[Segmentation mask data]
===============
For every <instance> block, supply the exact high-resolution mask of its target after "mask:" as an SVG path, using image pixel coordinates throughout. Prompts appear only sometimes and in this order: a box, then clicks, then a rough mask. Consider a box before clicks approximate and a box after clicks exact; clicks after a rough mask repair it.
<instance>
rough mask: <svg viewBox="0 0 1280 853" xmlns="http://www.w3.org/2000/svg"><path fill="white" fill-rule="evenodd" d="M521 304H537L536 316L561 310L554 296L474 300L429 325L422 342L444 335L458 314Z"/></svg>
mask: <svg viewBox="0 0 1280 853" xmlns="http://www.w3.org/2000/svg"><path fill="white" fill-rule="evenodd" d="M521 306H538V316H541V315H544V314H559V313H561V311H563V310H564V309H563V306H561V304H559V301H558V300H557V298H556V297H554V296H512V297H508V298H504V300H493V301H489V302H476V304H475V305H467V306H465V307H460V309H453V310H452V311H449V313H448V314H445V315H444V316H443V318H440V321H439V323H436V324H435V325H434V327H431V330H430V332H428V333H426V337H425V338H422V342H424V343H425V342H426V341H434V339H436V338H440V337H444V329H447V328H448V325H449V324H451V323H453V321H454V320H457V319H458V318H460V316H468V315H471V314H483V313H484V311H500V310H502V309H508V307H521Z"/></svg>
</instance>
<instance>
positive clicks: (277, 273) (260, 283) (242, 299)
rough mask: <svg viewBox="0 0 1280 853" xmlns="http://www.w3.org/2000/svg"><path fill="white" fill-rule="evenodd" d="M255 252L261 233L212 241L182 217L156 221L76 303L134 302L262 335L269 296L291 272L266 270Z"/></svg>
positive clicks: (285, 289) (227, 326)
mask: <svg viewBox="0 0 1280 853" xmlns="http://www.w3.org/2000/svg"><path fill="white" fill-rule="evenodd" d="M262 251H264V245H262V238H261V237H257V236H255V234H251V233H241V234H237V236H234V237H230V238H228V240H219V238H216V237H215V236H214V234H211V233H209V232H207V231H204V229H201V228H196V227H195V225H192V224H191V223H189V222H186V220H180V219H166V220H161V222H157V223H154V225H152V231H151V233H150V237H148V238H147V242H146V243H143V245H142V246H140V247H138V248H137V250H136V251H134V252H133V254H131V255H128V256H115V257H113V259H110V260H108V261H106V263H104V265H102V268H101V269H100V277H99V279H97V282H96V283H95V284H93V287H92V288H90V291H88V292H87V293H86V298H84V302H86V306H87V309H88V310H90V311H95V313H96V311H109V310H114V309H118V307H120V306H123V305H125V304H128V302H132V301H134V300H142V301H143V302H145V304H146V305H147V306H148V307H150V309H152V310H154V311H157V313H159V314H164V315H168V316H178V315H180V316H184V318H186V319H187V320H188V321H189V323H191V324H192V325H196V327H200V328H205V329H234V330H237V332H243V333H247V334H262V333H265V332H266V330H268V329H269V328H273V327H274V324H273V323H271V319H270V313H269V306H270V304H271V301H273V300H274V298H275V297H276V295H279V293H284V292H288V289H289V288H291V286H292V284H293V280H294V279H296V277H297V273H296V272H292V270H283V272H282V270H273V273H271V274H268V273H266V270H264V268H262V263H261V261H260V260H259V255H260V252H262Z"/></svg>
===============
> _Directions_
Nothing in the records may be dropped; reproduce them exactly.

> _Completed task_
For every <instance> block, supply the exact high-resolution mask of its target after "mask:" as an SVG path, using image pixel coordinates throughout. Prompts appear only sometimes and in this order: a box, then clicks, then a rough mask. Consider a box before clicks approximate and a box after clicks exact; clicks after a rough mask repair it.
<instance>
rough mask: <svg viewBox="0 0 1280 853" xmlns="http://www.w3.org/2000/svg"><path fill="white" fill-rule="evenodd" d="M521 304H537L536 316L561 310L554 296L474 300L429 325L422 342L444 335L458 314Z"/></svg>
mask: <svg viewBox="0 0 1280 853" xmlns="http://www.w3.org/2000/svg"><path fill="white" fill-rule="evenodd" d="M521 306H538V316H541V315H544V314H559V313H561V311H563V310H564V309H563V306H561V304H559V301H558V300H557V298H556V297H554V296H512V297H508V298H504V300H493V301H489V302H476V304H475V305H467V306H465V307H460V309H453V310H452V311H449V313H448V314H445V315H444V316H443V318H440V321H439V323H436V324H435V325H434V327H431V330H430V332H428V333H426V337H425V338H422V342H424V343H425V342H426V341H434V339H436V338H440V337H444V329H447V328H448V325H449V324H451V323H453V321H454V320H457V319H458V318H460V316H468V315H471V314H483V313H484V311H500V310H502V309H508V307H521Z"/></svg>
</instance>
<instance>
positive clicks: (277, 273) (260, 283) (242, 299)
rough mask: <svg viewBox="0 0 1280 853" xmlns="http://www.w3.org/2000/svg"><path fill="white" fill-rule="evenodd" d="M255 252L261 233L212 241L182 217L156 221L76 303L134 302L262 335L269 296L291 272L266 270Z"/></svg>
positive clicks: (285, 289) (227, 326)
mask: <svg viewBox="0 0 1280 853" xmlns="http://www.w3.org/2000/svg"><path fill="white" fill-rule="evenodd" d="M262 251H264V245H262V238H261V237H257V236H255V234H251V233H241V234H237V236H234V237H230V238H228V240H219V238H216V237H215V236H214V234H211V233H209V232H207V231H204V229H201V228H196V227H195V225H192V224H191V223H189V222H186V220H180V219H166V220H161V222H157V223H154V225H152V231H151V233H150V237H148V238H147V242H146V243H143V245H142V246H140V247H138V248H137V250H136V251H134V252H133V254H131V255H128V256H115V257H113V259H110V260H108V261H106V263H104V265H102V268H101V269H100V277H99V279H97V282H96V283H95V284H93V287H92V288H90V291H88V292H87V293H86V298H84V302H86V306H87V309H88V310H90V311H95V313H96V311H109V310H114V309H118V307H120V306H123V305H125V304H128V302H132V301H134V300H142V301H143V302H145V304H146V305H147V306H148V307H150V309H152V310H154V311H157V313H159V314H164V315H168V316H178V315H180V316H184V318H186V319H187V320H188V321H189V323H191V324H192V325H196V327H200V328H205V329H234V330H237V332H243V333H247V334H262V333H265V332H266V330H268V329H269V328H273V327H274V324H273V323H271V319H270V313H269V306H270V304H271V301H273V300H274V298H275V297H276V295H279V293H284V292H288V289H289V288H291V286H292V284H293V280H294V279H296V277H297V273H296V272H292V270H283V272H282V270H273V273H271V274H268V273H266V270H264V268H262V263H261V261H260V260H259V255H260V252H262Z"/></svg>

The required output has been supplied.